**Exercise directions**
From the records below, pull out each line that contains the string "brown", matching case exactly.

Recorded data
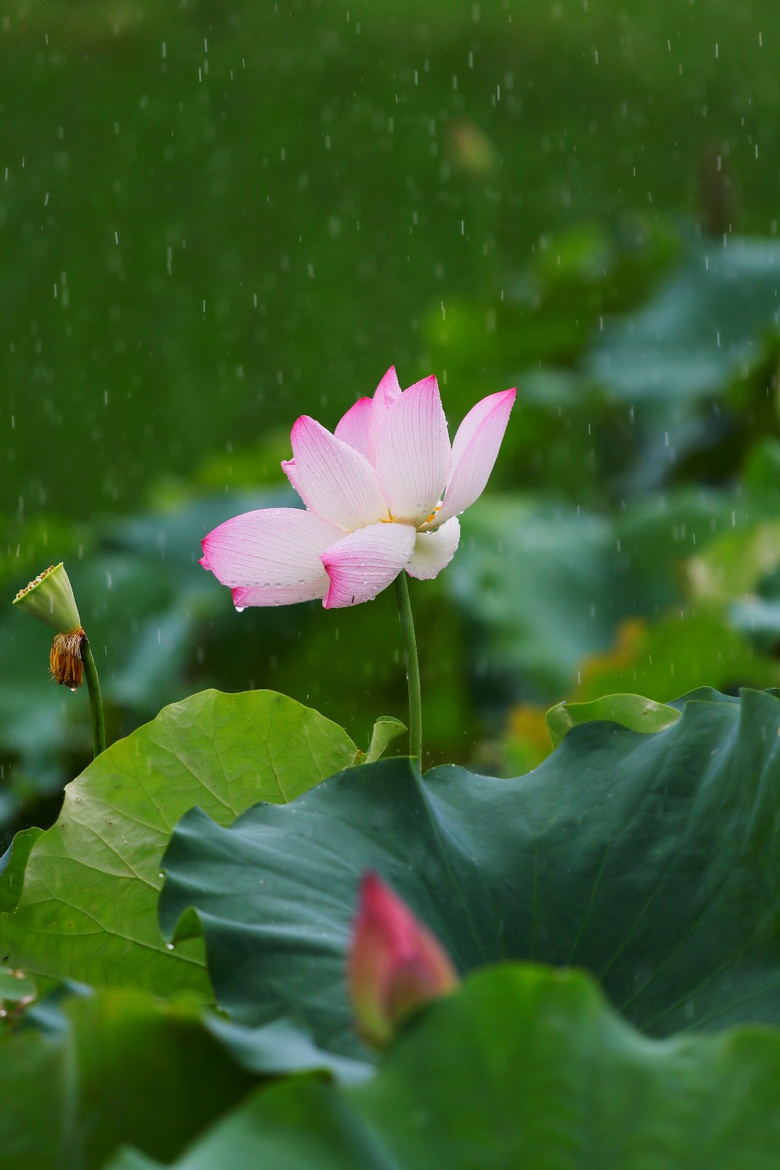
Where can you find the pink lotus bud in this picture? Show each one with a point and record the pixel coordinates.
(395, 963)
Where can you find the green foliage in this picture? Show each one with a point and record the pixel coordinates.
(119, 1067)
(630, 711)
(522, 1066)
(81, 899)
(649, 859)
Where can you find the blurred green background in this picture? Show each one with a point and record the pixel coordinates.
(216, 217)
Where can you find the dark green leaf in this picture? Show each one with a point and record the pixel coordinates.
(122, 1068)
(523, 1067)
(630, 711)
(88, 908)
(649, 859)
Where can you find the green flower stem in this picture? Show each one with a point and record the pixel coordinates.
(95, 697)
(412, 666)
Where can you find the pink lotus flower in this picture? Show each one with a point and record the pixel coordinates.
(395, 963)
(382, 494)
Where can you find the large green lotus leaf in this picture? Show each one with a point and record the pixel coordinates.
(632, 711)
(653, 860)
(545, 585)
(698, 330)
(88, 903)
(121, 1068)
(523, 1067)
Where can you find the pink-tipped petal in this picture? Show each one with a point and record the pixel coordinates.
(475, 449)
(433, 551)
(278, 594)
(413, 453)
(273, 552)
(387, 392)
(353, 426)
(365, 563)
(332, 479)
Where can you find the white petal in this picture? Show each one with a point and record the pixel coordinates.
(475, 449)
(278, 594)
(332, 479)
(366, 562)
(413, 453)
(433, 551)
(270, 549)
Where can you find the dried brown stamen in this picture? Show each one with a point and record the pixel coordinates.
(66, 661)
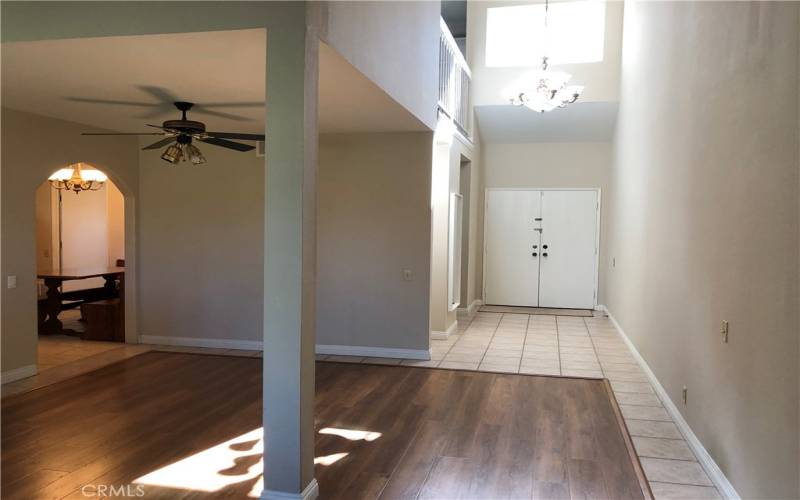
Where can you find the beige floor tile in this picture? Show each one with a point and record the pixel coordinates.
(345, 359)
(421, 363)
(675, 471)
(669, 491)
(382, 361)
(675, 449)
(571, 372)
(653, 428)
(645, 413)
(539, 370)
(632, 398)
(458, 365)
(631, 387)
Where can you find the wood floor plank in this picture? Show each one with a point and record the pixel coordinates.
(430, 433)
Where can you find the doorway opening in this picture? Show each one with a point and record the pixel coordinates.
(80, 267)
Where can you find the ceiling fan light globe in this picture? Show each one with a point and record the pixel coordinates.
(172, 154)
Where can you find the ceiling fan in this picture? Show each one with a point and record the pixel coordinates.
(182, 132)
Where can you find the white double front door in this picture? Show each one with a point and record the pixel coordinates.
(541, 248)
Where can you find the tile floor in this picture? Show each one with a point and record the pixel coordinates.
(493, 342)
(575, 347)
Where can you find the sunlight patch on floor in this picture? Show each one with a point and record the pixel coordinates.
(234, 461)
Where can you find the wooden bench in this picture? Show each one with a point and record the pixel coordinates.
(103, 320)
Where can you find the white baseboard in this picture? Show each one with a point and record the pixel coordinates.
(437, 335)
(373, 352)
(18, 373)
(249, 345)
(311, 492)
(471, 309)
(716, 475)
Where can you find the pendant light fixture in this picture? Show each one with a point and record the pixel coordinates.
(545, 90)
(75, 178)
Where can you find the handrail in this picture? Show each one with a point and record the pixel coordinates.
(454, 80)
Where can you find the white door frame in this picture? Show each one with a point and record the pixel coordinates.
(596, 239)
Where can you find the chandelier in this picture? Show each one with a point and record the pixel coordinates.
(74, 178)
(545, 90)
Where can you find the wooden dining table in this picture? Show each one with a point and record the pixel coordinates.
(54, 280)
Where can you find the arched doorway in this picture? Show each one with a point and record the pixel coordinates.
(80, 265)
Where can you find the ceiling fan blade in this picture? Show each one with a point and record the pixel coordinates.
(122, 133)
(160, 93)
(159, 144)
(227, 144)
(235, 135)
(111, 101)
(203, 111)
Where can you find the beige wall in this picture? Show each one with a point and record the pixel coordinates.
(705, 224)
(116, 224)
(445, 181)
(44, 227)
(394, 44)
(601, 79)
(555, 165)
(201, 249)
(25, 165)
(373, 222)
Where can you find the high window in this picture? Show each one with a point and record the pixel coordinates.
(516, 35)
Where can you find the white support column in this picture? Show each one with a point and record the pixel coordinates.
(290, 257)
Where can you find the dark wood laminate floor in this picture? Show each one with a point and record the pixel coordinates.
(443, 434)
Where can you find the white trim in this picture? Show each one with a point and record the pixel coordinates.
(724, 486)
(374, 352)
(471, 309)
(19, 373)
(437, 335)
(597, 228)
(248, 345)
(311, 492)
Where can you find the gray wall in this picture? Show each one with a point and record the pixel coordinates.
(26, 164)
(705, 224)
(395, 44)
(202, 246)
(374, 217)
(555, 165)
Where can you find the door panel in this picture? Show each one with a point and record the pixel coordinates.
(569, 230)
(512, 272)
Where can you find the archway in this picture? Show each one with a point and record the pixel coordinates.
(81, 242)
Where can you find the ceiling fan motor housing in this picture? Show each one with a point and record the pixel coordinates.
(185, 126)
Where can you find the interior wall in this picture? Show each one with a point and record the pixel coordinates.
(201, 250)
(395, 44)
(705, 224)
(448, 154)
(25, 166)
(115, 206)
(44, 227)
(556, 165)
(373, 222)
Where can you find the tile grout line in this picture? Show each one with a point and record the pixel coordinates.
(594, 348)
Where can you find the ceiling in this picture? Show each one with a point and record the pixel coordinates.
(578, 122)
(124, 83)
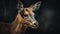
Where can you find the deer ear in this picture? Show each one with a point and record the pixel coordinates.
(36, 6)
(20, 6)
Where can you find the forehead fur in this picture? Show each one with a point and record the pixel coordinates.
(27, 11)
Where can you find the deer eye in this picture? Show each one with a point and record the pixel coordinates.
(25, 15)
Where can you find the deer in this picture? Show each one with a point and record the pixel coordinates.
(24, 19)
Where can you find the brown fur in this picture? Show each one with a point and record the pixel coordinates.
(16, 27)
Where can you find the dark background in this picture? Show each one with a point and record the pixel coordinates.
(48, 15)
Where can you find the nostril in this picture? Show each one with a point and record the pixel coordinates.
(35, 24)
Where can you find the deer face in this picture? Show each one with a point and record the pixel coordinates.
(29, 15)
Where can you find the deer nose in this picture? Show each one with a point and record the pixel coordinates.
(36, 24)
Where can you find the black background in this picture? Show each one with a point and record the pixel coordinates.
(48, 15)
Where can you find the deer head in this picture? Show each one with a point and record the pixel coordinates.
(28, 13)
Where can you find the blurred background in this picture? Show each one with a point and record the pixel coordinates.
(48, 15)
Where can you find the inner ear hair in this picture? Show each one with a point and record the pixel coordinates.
(35, 6)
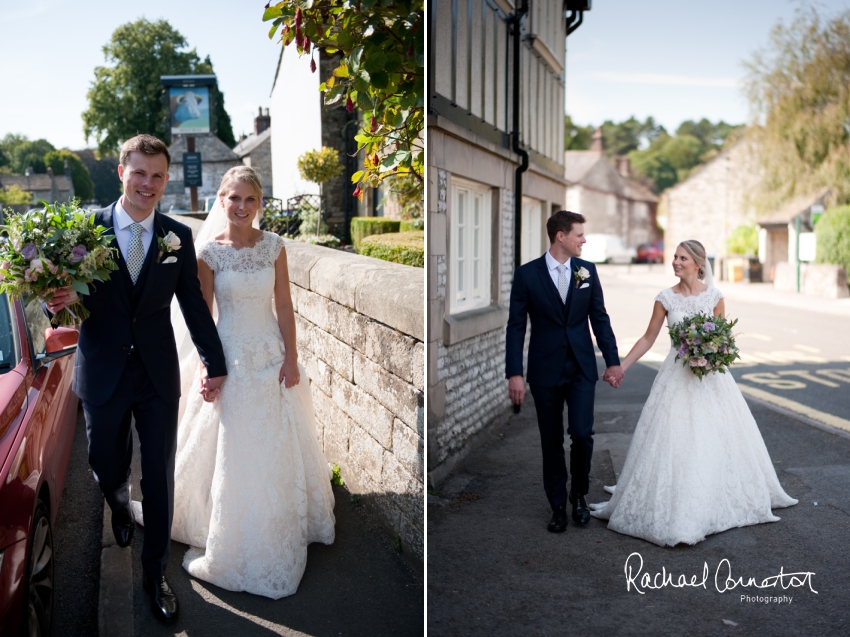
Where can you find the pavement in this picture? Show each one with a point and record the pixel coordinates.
(360, 585)
(494, 569)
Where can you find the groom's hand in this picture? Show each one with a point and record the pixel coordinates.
(516, 389)
(211, 388)
(57, 302)
(614, 376)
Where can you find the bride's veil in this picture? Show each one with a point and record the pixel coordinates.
(215, 222)
(708, 279)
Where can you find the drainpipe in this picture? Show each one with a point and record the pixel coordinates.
(520, 14)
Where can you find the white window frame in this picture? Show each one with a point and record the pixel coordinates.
(532, 229)
(469, 252)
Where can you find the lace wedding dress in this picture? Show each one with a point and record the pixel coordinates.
(697, 463)
(251, 486)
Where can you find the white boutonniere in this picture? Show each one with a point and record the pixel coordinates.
(581, 275)
(168, 243)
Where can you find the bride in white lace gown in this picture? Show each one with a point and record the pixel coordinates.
(697, 463)
(251, 487)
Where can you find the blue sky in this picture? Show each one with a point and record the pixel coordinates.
(671, 59)
(49, 49)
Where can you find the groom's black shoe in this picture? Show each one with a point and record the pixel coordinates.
(123, 526)
(581, 512)
(558, 523)
(163, 599)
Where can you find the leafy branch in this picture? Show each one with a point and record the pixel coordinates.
(381, 72)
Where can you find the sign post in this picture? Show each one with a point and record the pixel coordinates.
(190, 99)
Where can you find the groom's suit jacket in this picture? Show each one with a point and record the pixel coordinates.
(125, 316)
(555, 329)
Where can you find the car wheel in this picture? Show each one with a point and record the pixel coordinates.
(38, 610)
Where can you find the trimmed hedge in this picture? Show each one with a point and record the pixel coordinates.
(407, 248)
(362, 227)
(833, 237)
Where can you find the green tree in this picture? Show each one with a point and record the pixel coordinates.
(30, 154)
(629, 135)
(381, 72)
(798, 86)
(576, 137)
(125, 98)
(83, 185)
(14, 195)
(104, 175)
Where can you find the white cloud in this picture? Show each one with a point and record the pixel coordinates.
(30, 10)
(659, 79)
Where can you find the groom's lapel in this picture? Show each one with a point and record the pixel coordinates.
(549, 289)
(106, 219)
(151, 268)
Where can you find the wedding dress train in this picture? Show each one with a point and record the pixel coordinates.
(251, 485)
(697, 463)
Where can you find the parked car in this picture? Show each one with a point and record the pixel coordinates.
(651, 252)
(38, 414)
(607, 248)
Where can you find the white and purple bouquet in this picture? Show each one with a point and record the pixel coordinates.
(705, 343)
(55, 247)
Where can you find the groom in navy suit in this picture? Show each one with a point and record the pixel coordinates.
(561, 294)
(127, 365)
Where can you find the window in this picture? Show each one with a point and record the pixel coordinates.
(469, 272)
(532, 229)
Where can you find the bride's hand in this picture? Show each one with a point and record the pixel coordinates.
(289, 374)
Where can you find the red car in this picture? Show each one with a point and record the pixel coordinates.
(38, 414)
(651, 252)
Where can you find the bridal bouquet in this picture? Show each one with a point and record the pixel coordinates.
(55, 247)
(705, 343)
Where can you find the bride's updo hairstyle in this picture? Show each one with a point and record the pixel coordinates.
(697, 252)
(245, 174)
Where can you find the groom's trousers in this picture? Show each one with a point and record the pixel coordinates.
(578, 393)
(111, 451)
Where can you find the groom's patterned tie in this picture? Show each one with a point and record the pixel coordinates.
(563, 282)
(136, 252)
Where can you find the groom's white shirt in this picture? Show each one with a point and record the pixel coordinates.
(121, 225)
(553, 264)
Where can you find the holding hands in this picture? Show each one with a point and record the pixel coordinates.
(614, 376)
(289, 374)
(210, 387)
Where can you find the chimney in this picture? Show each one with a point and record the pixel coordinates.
(597, 142)
(262, 121)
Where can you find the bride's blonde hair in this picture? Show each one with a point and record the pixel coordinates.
(245, 174)
(697, 252)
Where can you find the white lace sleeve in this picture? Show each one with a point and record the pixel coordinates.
(275, 246)
(207, 256)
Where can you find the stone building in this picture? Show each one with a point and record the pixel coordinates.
(296, 99)
(608, 197)
(473, 212)
(216, 159)
(44, 187)
(713, 201)
(256, 150)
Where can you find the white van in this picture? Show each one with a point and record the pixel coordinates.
(607, 248)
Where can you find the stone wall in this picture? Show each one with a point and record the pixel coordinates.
(816, 279)
(713, 201)
(360, 325)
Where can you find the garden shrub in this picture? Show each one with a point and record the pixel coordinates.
(362, 227)
(832, 232)
(407, 248)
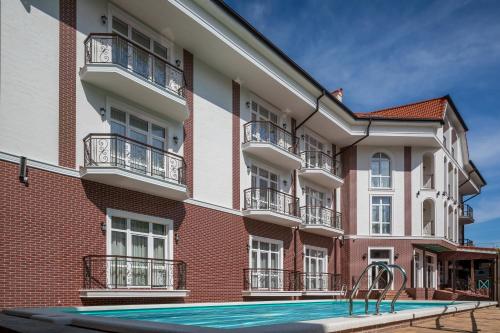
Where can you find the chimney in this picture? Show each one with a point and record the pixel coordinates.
(338, 94)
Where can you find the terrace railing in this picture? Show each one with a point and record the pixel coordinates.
(315, 159)
(272, 200)
(111, 48)
(114, 150)
(317, 215)
(269, 132)
(111, 272)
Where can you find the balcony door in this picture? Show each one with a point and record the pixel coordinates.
(314, 157)
(315, 265)
(264, 131)
(265, 265)
(315, 200)
(265, 185)
(135, 154)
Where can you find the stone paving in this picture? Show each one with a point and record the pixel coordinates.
(482, 320)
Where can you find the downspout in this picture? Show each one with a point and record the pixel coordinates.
(367, 134)
(314, 112)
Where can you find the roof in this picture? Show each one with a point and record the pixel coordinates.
(432, 109)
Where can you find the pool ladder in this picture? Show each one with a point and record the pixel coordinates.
(383, 268)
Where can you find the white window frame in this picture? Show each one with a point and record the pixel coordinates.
(391, 178)
(130, 110)
(380, 223)
(169, 226)
(391, 261)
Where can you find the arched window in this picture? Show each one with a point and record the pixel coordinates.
(380, 171)
(428, 170)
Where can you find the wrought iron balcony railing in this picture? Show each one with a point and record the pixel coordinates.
(315, 159)
(270, 279)
(318, 215)
(111, 48)
(111, 272)
(268, 132)
(272, 200)
(320, 281)
(466, 242)
(114, 150)
(466, 211)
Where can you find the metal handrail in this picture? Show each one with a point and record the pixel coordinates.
(382, 295)
(355, 289)
(403, 285)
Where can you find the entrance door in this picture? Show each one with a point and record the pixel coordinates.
(383, 256)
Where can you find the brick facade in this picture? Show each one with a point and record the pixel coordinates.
(50, 225)
(67, 83)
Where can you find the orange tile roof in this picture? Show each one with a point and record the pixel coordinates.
(432, 109)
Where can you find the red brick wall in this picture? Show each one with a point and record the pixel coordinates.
(188, 124)
(67, 83)
(50, 225)
(236, 145)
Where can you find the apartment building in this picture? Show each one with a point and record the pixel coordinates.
(165, 151)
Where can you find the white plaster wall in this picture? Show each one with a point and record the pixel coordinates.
(364, 192)
(212, 141)
(90, 99)
(29, 72)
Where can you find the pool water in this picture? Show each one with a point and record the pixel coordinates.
(247, 315)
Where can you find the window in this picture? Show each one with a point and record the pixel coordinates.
(380, 171)
(381, 215)
(265, 264)
(133, 241)
(315, 267)
(379, 255)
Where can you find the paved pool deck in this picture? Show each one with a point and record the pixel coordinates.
(485, 320)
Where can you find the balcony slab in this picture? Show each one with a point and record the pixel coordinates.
(272, 154)
(126, 83)
(321, 177)
(272, 217)
(130, 180)
(322, 230)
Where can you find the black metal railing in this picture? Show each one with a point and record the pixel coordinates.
(111, 48)
(270, 279)
(320, 281)
(272, 200)
(111, 272)
(465, 242)
(466, 211)
(315, 159)
(114, 150)
(318, 215)
(269, 132)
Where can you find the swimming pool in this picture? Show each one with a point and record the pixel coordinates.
(250, 315)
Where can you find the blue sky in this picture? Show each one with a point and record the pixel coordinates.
(385, 53)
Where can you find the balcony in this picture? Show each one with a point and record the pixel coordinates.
(123, 162)
(271, 143)
(270, 282)
(466, 214)
(321, 284)
(270, 205)
(122, 276)
(465, 242)
(321, 221)
(125, 68)
(321, 169)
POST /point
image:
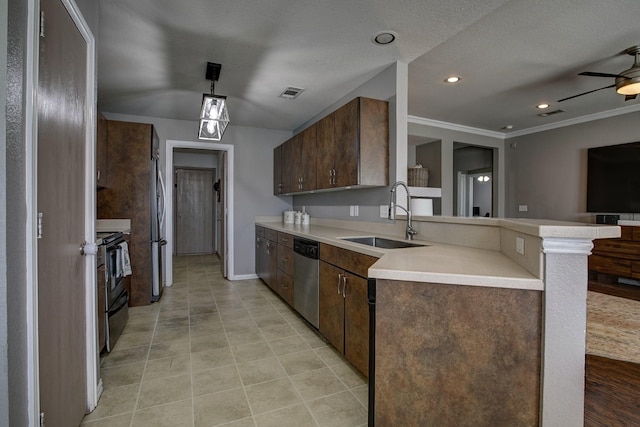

**Complete answer**
Where can you find the dried brown stamen in this picture? Show each one with a point and record the pixel coordinates.
Where can you find the brown fur in this picture? Show each one with a point and record the pixel coordinates.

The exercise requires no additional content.